▶ [WHAT IS BEING ASKED]: Could you repeat every record below exactly, leaving out the pictures?

▶ [RECORD EXCERPTS]:
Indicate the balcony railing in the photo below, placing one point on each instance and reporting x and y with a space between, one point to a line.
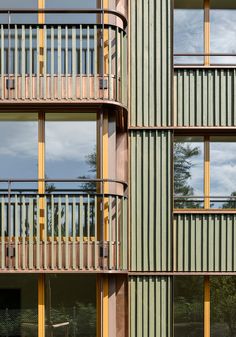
77 229
69 61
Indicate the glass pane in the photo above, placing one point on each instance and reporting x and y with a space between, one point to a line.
223 306
18 306
188 35
71 306
19 147
188 306
71 146
188 172
223 36
222 177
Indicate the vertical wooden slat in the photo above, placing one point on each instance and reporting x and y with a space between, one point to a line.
109 65
52 63
23 231
38 260
59 234
110 233
95 232
117 63
52 232
67 233
66 61
81 60
81 234
95 63
207 299
16 62
23 62
30 63
16 233
88 233
38 65
31 219
45 63
88 64
124 233
59 63
2 62
73 62
45 236
73 233
3 234
117 232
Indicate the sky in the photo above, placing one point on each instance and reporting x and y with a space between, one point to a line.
222 168
67 147
188 34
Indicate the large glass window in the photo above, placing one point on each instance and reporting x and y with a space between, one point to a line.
188 171
188 306
188 35
71 306
18 306
204 172
70 145
190 294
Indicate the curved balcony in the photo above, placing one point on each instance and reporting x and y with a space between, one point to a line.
83 58
75 229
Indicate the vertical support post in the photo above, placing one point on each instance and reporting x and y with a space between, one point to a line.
207 313
41 170
41 21
207 200
41 305
207 32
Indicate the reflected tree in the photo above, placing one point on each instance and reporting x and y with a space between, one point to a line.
183 155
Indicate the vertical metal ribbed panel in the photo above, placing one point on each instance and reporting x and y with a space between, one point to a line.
205 97
150 306
150 205
205 242
150 63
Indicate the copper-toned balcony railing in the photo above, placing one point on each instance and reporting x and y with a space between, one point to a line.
67 61
77 229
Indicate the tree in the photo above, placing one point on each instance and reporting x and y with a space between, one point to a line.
183 155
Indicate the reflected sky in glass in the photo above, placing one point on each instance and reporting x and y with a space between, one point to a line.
188 34
223 168
223 35
196 170
188 306
68 145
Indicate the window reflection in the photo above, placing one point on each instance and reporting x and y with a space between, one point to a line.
188 35
188 306
188 171
71 306
223 168
223 35
223 306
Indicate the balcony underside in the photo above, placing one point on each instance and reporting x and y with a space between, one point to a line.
61 256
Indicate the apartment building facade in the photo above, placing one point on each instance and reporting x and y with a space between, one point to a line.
117 161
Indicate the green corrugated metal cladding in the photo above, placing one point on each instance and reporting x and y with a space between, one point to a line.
150 306
150 200
151 62
205 97
205 242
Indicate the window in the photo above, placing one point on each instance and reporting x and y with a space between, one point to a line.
204 32
204 172
209 300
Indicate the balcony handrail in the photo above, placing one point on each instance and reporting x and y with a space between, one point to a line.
101 11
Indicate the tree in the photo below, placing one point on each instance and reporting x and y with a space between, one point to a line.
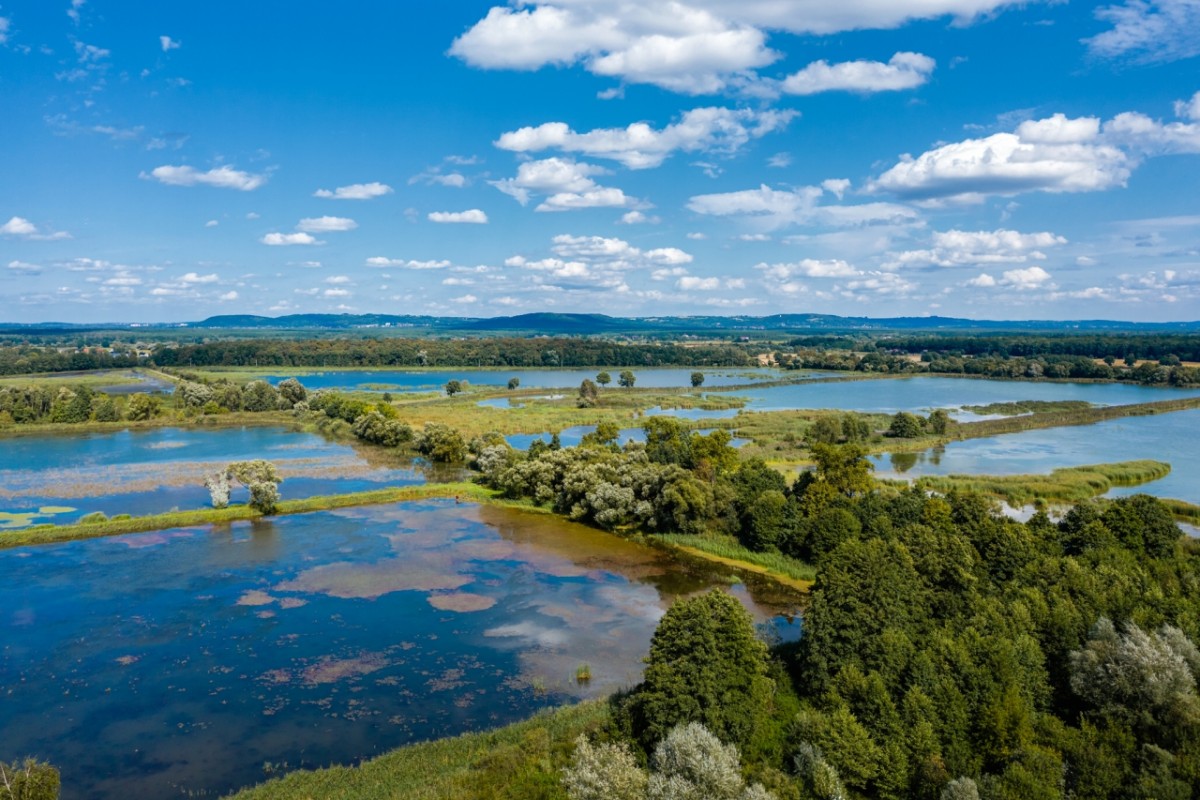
143 407
31 780
589 395
905 426
706 665
293 391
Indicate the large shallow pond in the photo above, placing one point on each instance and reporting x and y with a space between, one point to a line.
409 380
924 394
156 470
1161 437
193 661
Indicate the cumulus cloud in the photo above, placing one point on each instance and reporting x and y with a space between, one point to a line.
641 146
280 240
472 216
903 71
685 46
325 224
780 208
1053 155
219 176
355 192
809 268
23 228
1026 278
975 247
1149 31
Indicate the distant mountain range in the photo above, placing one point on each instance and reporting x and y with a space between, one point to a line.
599 324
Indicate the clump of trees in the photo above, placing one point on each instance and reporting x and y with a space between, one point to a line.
261 477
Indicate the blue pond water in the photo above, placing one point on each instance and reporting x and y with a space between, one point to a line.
184 661
150 471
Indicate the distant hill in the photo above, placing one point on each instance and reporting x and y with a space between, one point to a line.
564 324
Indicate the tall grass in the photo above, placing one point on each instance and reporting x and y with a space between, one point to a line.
119 525
510 763
729 551
1065 485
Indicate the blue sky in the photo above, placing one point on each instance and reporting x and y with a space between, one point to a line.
961 157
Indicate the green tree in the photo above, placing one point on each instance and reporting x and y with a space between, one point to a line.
905 426
589 395
30 780
706 665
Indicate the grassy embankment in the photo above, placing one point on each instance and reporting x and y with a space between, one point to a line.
1067 485
511 763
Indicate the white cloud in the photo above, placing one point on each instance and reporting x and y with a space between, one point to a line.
219 176
325 224
355 192
279 240
1031 277
641 146
637 218
903 71
1188 109
685 46
1053 155
975 247
473 216
27 229
1149 31
192 278
550 176
381 262
809 268
18 227
598 198
780 208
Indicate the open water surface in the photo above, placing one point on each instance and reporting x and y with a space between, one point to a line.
195 661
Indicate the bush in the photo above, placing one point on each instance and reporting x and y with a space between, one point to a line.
31 780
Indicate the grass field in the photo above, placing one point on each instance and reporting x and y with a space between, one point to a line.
517 762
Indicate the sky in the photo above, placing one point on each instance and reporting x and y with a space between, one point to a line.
981 158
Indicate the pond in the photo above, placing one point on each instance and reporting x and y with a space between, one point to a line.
924 394
195 661
1161 437
63 476
411 380
574 435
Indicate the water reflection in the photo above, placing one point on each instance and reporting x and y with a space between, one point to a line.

▶ [THE ANSWER]:
Indicate the balcony railing in the photo below, placing one point on each instance and reporting x and y with a space between, one point to a line.
77 229
69 61
Indicate the glass pane in the photo above, placing one point on each instance and reporting x and y with a space between, one point to a line.
223 306
18 306
188 35
71 306
19 147
188 306
71 146
188 172
223 36
222 177
Indicate the vertical wooden slat in the photo above, placing one point on each instance and reporting x and y with a space between, one point to a line.
109 65
52 63
23 231
38 260
59 234
110 233
95 232
117 63
52 232
67 233
66 61
81 60
81 234
95 63
207 299
16 62
23 62
30 63
16 233
88 233
38 65
31 219
45 63
88 64
124 233
59 63
2 62
73 62
45 236
73 233
3 234
117 232
Indicate the sky in the photo above, placing one point on each instance and reporting x and y with a space between, one point to a line.
222 168
67 147
188 34
Indicate the large glass window in the photo above, placing one point on each instance and reporting x and y with a space between, one point to a line.
188 171
188 306
188 35
71 306
18 306
204 172
70 145
190 294
Indicate the curved balcony in the photo above, placing one point on each instance and reporting x and y with a space between, one point to a line.
83 58
75 229
Indicate the vertical support post in the photo above, placing one point on each instance and reporting x and y with a space between, one point to a line.
207 313
41 170
41 21
207 200
41 305
207 32
Indicate the reflected tree in the photo above, placing one point on each instance and reporting x and y with a space between, one point to a line.
183 155
Indicate the vertical metal ribbed panel in the photo above, placing one point on each instance and reporting x and y with a space between, one point to a line.
205 97
150 306
150 205
205 242
150 63
Indicate the copper-toned balcony railing in the photo above, placing one point on each instance and reporting x and y with a space between, one point to a line.
67 61
77 229
Indicate the tree in the photo above, placing one point on each instance and reporting x and y with a space between, one point to a line.
183 155
Indicate the reflected sky in glass in the photo above, placing one point on each instance and reporting x and y with a space between, one point to a line.
188 34
223 168
223 35
196 170
188 306
68 145
Indicate the window reflection in the photo above, placing one point on each instance and reporting x and y with a space between, one point to a line.
188 35
188 306
188 171
71 306
223 168
223 35
223 306
Indicate the balcony underside in the photo above, placing one point on each instance and reporting x and y with a space between, one point to a line.
61 256
Indicate the apartment building facade in the photo above, placing one point on each instance and reporting x and y with a space between, one point to a line.
117 161
Indicate the green corrugated metal cladding in the photo above, placing one point on each instance and reporting x and y with a space between, one point to a line.
150 306
150 200
151 62
205 97
205 242
Indicate the window in the photo above, placing one point on each instance and reporting x and y with a space between, one point to a line.
204 32
204 172
209 300
Indicate the balcony handrail in the photo above, placing one point on each instance and reporting x and y with a space between, one point to a line.
101 11
Indicate the tree in the photo below, placing one point on each instance and reporting x and y with a space between, one point to a line.
143 407
31 780
589 395
905 426
706 665
293 391
Indicate the large shallow pond in the photo above, placing one point on each instance and reporting x and y with a space between, one point to a line.
409 380
924 394
156 470
1161 437
193 661
Indicate the cumulus cloud in the photo above, placing one point on each instance and reporting x and y with a space between, one point to a line.
641 146
280 240
472 216
903 71
685 46
325 224
780 208
1053 155
219 176
355 192
809 268
23 228
1026 278
975 247
1149 31
Indicate the distant mountain range in the photo above, placing one point on each instance and reporting x and y with a space between, one point to a line.
599 324
Indicate the clump of trees in the photo above, placing one point on each instance and reporting x and y with a space between, one point to a line.
261 477
Indicate the blue pond water in the photo above, placing one point on each instance and reporting x and y with a space between, one point to a line.
184 661
150 471
Indicate the distant hill in the photo above, placing one point on each instance and reporting x and y with a space between, one point to a line.
564 324
Indicate the tall grass in the photo above, placing one point on each instance and reporting x and y with a space between, one point to a line.
119 525
510 763
729 551
1065 485
Indicate the blue sky in the photo above, placing one point on each instance and reporting x and y with a space between, one point to a line.
961 157
Indicate the green tree in the photo above, placing one point on each instance and reporting x and y with a space between, one point to a line.
905 426
589 395
30 780
706 665
Indicate the grassy embankment in the photo above, placing one point on each instance and reporting x and y with a space between, one point to a line.
1067 485
511 763
Indicate the white cloud in the photo above, placing one point on each instance and reporting x and y with a space between, one point to a line.
219 176
325 224
355 192
279 240
1031 277
641 146
637 218
903 71
1188 109
685 46
1053 155
975 247
473 216
27 229
1149 31
192 278
550 176
381 262
809 268
18 227
598 198
780 208
Indicate the open water surface in the photo above, placing one point on each instance and reporting x and y with a space between, one point to a line.
195 661
Indicate the bush in the photo above, placing one point on each instance and reporting x and y with a space between, one point to a line.
31 780
Indicate the grass field in the photo above, placing one point on each instance and reporting x and y with a space between, one point to a line.
517 762
Indicate the sky in the photo above, placing one point on each instance and reporting x and y with a space between, one point to a line.
981 158
Indicate the pond in the photo above, placing one point on each instance and reporting x and y with a space between, one point to a line.
924 394
195 661
1161 437
63 476
411 380
574 435
Indicate the water reflection in the photo above, placing one point on each instance and reporting x and y with a space between, one point to a line.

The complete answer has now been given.